======== EXTRACTED TEXT

New international order?

Recognising the deliberate ‘wrecking-ball’ demolition of the post-1945 world order, February’s 62nd Munich Security Conference theme was ‘Under Destruction’.


Billed as the world’s leading forum for international security, the conference programme made clear whose interests and security were prioritised.

In its first year, Trump 2.0 bombed ten nations, besides threatening aggression against four other Latin American nations, but none were represented at Munich!

The Munich conference shed all pretence of objectivity and diplomacy on Iran, applauding Israeli-led military intervention to overthrow the Islamic Republic.

German Chancellor Friedrich Merz emphasised the world’s return to great power competition after the post-Cold War ‘unipolar moment’, making his loyalty clear.

At Davos in January, Canadian Prime Minister Mark Carney noted that Trump 2.0’s geopolitical “rupture” had forced many to abandon earlier illusions.

Dangerous new trends have been emerging, hardly any ‘order’. Trump insists US supremacy must be even more dominant, isolating rather than confronting rivals.


In January 2026, the US withdrew from dozens of mainly multilateral organisations. Old rules, even those revised during his first term, are out, alarming many accustomed to them.


Trump’s predecessors’ ‘rules-based order’ had offered a legal and diplomatic fig leaf to subordinate other states to US supremacy.

Now, Washington repudiates the very framework it demanded others accept, instead of the ostensibly universal but sometimes inconvenient ‘rule of law’.

Instead of diplomatic and commercial negotiations, economic and military threats prevail. Without velvet gloves of soft power, the mailed fists of military force and economic weaponry are exposed.

Reuniting the West

Rubio welcomed this “new era in geopolitics”, urging better transatlantic relations while reiterating Trump 2.0’s demands for Europe to pay more, albeit more gently.


After the end of the Cold War, Samuel Huntington’s Clash of Civilizations urged defending the ‘Judaeo-Christian’ West against the ‘Rest’, including Catholic Latin America.


In Munich, Cuban-American Rubio reinvented himself as a White Christian European, warning his European audience that the West is under threat.


For Rubio, “the West had been expanding” to “settle new continents, build vast empires extending out across the globe” over the last five centuries.


His history obscured Western imperialism’s dispossession, exploitation and slaughter of indigenous peoples worldwide, especially in the Global South.

================

Update the part of the article on the new international order from "Trump’s predecessors’ ‘rules-based" to "inconvenient ‘rule of law’.", putting "cover" in place of "fig leaf".

======== MATERIAL

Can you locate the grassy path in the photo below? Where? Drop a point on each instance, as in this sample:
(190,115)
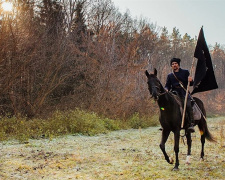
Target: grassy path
(127,154)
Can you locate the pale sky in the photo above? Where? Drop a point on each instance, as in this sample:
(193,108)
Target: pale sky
(186,15)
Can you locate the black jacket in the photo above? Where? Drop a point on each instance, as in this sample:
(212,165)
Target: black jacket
(173,84)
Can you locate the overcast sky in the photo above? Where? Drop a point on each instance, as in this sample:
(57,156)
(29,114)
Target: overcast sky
(186,15)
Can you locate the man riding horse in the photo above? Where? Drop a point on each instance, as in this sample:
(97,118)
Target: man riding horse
(177,82)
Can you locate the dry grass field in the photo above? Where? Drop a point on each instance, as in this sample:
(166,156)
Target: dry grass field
(127,154)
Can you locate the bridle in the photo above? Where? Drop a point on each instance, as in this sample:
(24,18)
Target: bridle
(158,93)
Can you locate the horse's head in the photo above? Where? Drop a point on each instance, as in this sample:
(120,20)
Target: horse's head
(154,86)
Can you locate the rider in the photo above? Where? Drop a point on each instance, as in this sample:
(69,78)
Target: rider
(177,81)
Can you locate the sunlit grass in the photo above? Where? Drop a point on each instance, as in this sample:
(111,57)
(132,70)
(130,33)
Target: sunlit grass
(7,6)
(126,154)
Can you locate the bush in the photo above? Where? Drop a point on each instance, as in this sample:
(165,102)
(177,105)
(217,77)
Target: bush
(70,122)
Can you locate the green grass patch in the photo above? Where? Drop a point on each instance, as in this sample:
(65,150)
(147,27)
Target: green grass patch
(70,122)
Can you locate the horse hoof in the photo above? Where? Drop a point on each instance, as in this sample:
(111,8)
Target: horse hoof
(175,169)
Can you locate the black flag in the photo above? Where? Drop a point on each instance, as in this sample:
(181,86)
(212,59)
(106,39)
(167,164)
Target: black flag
(204,75)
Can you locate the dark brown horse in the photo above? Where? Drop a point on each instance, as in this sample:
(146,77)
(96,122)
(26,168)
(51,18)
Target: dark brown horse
(170,119)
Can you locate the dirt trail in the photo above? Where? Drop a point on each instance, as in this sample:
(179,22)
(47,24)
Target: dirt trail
(127,154)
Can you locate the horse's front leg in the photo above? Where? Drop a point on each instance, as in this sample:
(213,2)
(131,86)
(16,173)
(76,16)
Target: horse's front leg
(176,148)
(189,142)
(165,135)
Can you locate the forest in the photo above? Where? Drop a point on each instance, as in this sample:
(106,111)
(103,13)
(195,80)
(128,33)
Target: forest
(86,54)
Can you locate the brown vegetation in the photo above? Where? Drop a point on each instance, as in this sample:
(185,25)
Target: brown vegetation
(69,53)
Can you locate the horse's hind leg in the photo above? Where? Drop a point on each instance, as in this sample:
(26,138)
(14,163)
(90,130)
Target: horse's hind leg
(176,148)
(189,142)
(165,135)
(203,143)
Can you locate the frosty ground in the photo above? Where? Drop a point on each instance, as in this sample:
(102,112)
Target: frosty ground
(127,154)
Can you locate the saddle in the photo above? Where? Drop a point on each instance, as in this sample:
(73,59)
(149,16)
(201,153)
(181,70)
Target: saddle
(196,111)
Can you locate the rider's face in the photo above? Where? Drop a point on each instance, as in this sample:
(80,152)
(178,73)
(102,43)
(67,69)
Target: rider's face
(175,66)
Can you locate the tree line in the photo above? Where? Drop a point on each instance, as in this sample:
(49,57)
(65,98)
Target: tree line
(66,54)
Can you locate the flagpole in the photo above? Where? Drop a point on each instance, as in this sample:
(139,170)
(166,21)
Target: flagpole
(186,96)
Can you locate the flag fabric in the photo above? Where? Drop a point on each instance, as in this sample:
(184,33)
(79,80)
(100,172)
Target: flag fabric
(204,79)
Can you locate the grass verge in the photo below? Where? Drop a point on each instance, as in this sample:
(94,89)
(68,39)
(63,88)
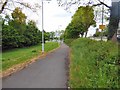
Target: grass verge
(94,64)
(17,56)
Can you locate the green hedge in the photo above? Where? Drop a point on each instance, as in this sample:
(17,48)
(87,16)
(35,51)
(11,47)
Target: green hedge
(94,64)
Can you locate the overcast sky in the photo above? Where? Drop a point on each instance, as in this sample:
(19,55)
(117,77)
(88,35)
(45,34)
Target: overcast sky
(55,17)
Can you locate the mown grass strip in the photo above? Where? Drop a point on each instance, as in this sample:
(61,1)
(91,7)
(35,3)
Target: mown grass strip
(94,64)
(17,56)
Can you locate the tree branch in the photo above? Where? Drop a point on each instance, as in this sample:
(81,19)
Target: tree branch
(104,4)
(3,6)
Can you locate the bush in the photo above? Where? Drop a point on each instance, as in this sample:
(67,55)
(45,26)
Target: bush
(94,64)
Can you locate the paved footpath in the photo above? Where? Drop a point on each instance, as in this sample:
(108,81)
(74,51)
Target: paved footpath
(49,72)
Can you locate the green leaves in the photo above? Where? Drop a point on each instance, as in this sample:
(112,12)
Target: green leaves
(81,21)
(17,33)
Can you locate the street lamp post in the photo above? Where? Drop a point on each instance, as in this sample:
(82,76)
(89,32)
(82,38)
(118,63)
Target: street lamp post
(102,20)
(42,29)
(43,48)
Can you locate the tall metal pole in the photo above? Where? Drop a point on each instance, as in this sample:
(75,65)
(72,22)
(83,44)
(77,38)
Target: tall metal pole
(42,29)
(102,20)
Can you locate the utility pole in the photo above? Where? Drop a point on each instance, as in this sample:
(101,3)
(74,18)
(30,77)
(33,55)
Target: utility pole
(43,48)
(42,29)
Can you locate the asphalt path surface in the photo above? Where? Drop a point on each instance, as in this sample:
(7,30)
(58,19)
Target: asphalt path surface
(49,72)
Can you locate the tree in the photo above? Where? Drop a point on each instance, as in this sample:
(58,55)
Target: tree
(69,3)
(17,33)
(70,32)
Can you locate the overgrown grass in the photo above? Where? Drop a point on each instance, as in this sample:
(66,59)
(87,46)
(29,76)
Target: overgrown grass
(94,64)
(16,56)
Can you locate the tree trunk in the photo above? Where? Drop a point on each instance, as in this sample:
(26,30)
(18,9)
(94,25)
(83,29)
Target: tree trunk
(3,6)
(86,34)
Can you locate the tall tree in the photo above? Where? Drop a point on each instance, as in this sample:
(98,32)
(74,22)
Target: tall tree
(83,21)
(7,4)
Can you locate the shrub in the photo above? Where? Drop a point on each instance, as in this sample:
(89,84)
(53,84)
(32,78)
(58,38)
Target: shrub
(94,64)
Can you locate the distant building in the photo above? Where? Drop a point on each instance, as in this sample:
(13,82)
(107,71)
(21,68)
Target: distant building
(114,20)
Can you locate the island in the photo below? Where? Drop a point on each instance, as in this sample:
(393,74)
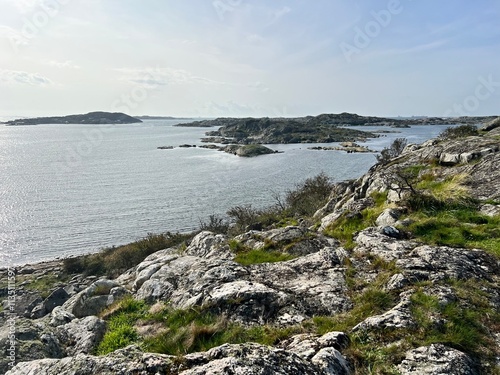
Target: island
(89,118)
(396,272)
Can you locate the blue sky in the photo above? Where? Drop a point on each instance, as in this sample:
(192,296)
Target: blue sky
(250,58)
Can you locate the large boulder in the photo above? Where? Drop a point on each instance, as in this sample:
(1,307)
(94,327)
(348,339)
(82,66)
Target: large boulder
(285,291)
(437,359)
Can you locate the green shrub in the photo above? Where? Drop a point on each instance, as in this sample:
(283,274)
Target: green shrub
(115,260)
(215,224)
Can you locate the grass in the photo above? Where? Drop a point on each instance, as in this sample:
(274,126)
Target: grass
(183,331)
(457,227)
(348,224)
(261,256)
(450,324)
(120,329)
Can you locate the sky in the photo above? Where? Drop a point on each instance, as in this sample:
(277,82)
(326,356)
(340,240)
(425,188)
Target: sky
(276,58)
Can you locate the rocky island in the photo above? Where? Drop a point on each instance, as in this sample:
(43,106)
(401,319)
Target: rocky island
(89,118)
(396,272)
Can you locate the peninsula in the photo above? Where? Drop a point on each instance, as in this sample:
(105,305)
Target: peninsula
(89,118)
(325,128)
(396,272)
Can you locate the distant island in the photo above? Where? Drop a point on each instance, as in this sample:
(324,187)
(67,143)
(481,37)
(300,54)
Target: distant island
(324,128)
(89,118)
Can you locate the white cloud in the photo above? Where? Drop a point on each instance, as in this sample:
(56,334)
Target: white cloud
(163,76)
(62,64)
(24,6)
(13,35)
(24,78)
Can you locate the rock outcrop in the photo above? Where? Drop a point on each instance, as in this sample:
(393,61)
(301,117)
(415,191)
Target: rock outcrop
(387,290)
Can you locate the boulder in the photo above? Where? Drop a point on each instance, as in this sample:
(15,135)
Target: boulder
(92,300)
(490,210)
(491,125)
(207,244)
(269,292)
(56,298)
(81,335)
(241,359)
(388,217)
(437,359)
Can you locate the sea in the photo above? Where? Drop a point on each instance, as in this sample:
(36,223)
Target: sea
(68,190)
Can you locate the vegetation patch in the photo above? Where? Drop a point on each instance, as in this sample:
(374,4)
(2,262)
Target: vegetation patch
(349,224)
(120,325)
(115,260)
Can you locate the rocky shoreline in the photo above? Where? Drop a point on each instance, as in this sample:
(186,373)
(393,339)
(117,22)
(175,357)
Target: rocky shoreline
(361,286)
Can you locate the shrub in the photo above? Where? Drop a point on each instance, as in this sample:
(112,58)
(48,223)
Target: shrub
(394,150)
(309,196)
(115,260)
(215,224)
(461,131)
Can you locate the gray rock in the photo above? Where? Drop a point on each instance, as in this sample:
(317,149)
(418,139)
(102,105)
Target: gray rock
(388,217)
(60,316)
(437,263)
(449,159)
(392,232)
(490,210)
(313,284)
(372,241)
(494,124)
(207,244)
(437,359)
(242,359)
(92,300)
(398,317)
(56,298)
(81,335)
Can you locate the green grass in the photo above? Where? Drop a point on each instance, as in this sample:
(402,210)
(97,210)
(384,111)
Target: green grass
(450,324)
(347,226)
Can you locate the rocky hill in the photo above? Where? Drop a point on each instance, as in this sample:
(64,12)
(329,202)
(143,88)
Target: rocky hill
(89,118)
(325,128)
(395,273)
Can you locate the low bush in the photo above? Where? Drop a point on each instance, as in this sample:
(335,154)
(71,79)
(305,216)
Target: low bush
(215,224)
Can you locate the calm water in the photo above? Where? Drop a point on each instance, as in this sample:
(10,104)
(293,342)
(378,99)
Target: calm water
(73,189)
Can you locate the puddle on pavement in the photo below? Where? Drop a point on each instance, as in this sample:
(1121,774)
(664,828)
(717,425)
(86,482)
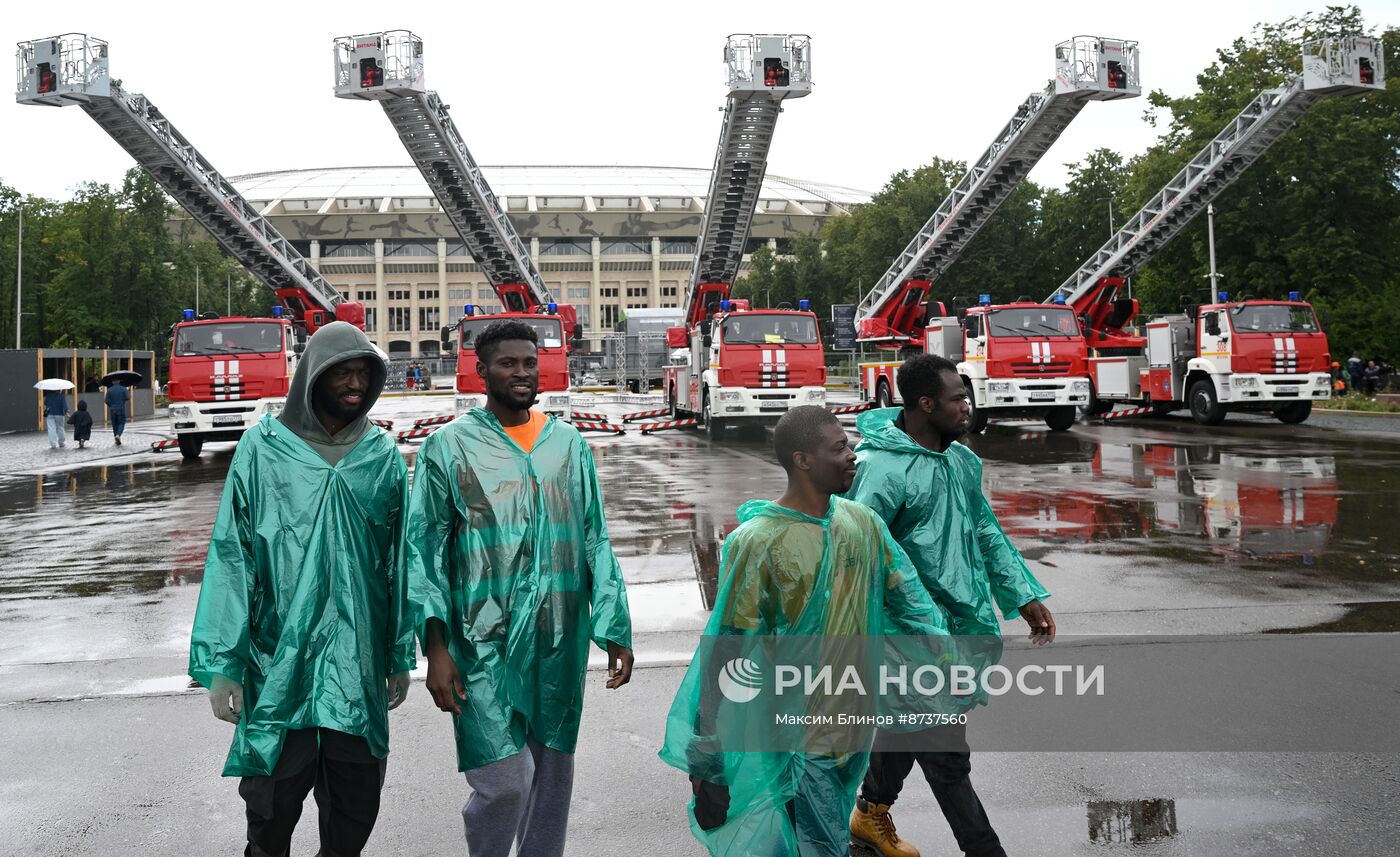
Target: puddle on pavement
(1372,616)
(1242,503)
(1319,509)
(1131,822)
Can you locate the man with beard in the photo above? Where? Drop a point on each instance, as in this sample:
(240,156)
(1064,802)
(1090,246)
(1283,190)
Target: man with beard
(927,488)
(303,633)
(513,574)
(807,566)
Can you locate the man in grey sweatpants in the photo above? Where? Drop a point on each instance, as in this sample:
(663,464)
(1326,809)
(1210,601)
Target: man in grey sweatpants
(513,576)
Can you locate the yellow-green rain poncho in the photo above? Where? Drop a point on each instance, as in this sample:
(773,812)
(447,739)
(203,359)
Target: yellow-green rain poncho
(510,552)
(784,573)
(934,506)
(304,600)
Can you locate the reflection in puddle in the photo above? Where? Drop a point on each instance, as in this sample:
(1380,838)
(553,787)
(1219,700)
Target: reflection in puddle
(1131,822)
(1239,503)
(123,528)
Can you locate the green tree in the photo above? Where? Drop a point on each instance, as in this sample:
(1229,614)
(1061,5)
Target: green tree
(1319,213)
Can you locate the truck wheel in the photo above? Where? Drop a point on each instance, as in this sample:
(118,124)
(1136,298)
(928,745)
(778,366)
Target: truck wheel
(1294,412)
(1060,419)
(1206,408)
(979,415)
(882,396)
(713,429)
(191,446)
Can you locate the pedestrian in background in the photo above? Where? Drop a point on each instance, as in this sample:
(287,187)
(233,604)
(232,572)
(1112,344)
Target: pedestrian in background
(81,422)
(116,399)
(55,410)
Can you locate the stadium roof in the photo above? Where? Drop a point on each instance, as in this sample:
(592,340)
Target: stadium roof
(534,188)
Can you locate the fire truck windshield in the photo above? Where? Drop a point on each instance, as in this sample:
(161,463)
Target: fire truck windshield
(548,329)
(1032,321)
(756,328)
(1274,318)
(234,338)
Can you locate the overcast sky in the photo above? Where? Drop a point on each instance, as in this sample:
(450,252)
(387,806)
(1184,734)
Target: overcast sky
(538,81)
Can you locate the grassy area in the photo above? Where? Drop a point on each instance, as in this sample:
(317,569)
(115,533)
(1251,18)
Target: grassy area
(1358,403)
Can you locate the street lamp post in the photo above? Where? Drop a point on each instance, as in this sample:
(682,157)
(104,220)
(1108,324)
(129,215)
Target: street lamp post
(18,282)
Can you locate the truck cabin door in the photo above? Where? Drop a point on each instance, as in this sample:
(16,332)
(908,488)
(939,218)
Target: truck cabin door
(1214,333)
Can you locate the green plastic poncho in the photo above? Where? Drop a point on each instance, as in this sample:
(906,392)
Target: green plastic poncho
(934,506)
(784,573)
(304,600)
(510,551)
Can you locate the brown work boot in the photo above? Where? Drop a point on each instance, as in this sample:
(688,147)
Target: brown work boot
(874,828)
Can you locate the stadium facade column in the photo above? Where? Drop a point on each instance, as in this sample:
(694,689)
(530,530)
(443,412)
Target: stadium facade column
(654,300)
(597,291)
(443,314)
(413,318)
(381,298)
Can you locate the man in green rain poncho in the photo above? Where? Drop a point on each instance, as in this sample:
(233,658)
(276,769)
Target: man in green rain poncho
(927,488)
(808,566)
(304,633)
(513,574)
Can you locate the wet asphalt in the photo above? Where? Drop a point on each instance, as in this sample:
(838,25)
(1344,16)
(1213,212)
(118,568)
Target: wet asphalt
(1145,527)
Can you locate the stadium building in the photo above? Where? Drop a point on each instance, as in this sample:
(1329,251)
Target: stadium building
(605,238)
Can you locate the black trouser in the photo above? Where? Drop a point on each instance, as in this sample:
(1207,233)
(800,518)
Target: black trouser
(948,775)
(346,779)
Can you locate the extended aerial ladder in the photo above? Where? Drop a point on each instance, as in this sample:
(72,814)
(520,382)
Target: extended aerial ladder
(765,70)
(1087,69)
(73,69)
(1246,354)
(1330,66)
(388,67)
(739,366)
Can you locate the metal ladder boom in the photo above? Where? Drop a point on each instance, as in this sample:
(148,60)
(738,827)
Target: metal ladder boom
(209,198)
(1249,135)
(1081,76)
(739,165)
(1330,66)
(763,72)
(438,151)
(73,69)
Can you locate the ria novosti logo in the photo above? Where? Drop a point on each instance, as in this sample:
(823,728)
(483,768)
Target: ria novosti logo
(741,679)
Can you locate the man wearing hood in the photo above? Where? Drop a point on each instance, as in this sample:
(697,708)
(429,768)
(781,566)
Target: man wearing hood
(807,566)
(513,576)
(303,633)
(927,488)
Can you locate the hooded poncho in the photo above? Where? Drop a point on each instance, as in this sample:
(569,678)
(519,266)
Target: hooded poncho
(787,574)
(510,552)
(304,600)
(934,506)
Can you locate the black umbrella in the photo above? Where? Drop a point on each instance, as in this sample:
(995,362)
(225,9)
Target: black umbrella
(126,377)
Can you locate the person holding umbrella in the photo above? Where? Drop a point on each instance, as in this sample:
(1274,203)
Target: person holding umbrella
(81,422)
(116,401)
(55,409)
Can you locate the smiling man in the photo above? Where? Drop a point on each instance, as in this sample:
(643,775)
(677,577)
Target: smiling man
(927,488)
(804,566)
(303,633)
(513,574)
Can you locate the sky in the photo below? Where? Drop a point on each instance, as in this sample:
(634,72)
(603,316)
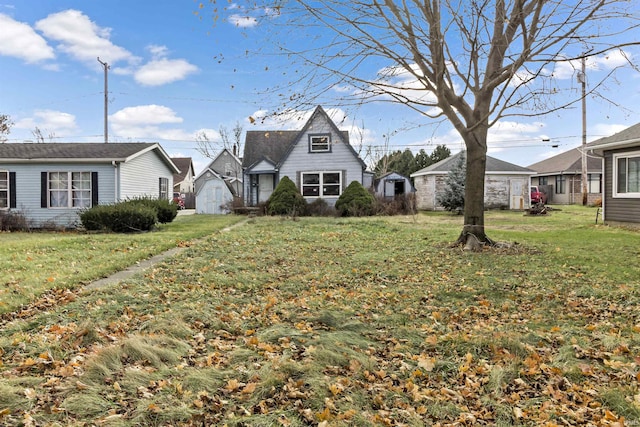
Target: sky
(172,74)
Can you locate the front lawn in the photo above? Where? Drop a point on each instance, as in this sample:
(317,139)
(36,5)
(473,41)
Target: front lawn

================

> _FINAL ANSWER_:
Trump’s predecessors’ ‘rules-based order’ had offered a legal and diplomatic cover to subordinate other states to US supremacy.

Now, Washington repudiates the very framework it demanded others accept, instead of the ostensibly universal but sometimes inconvenient ‘rule of law’.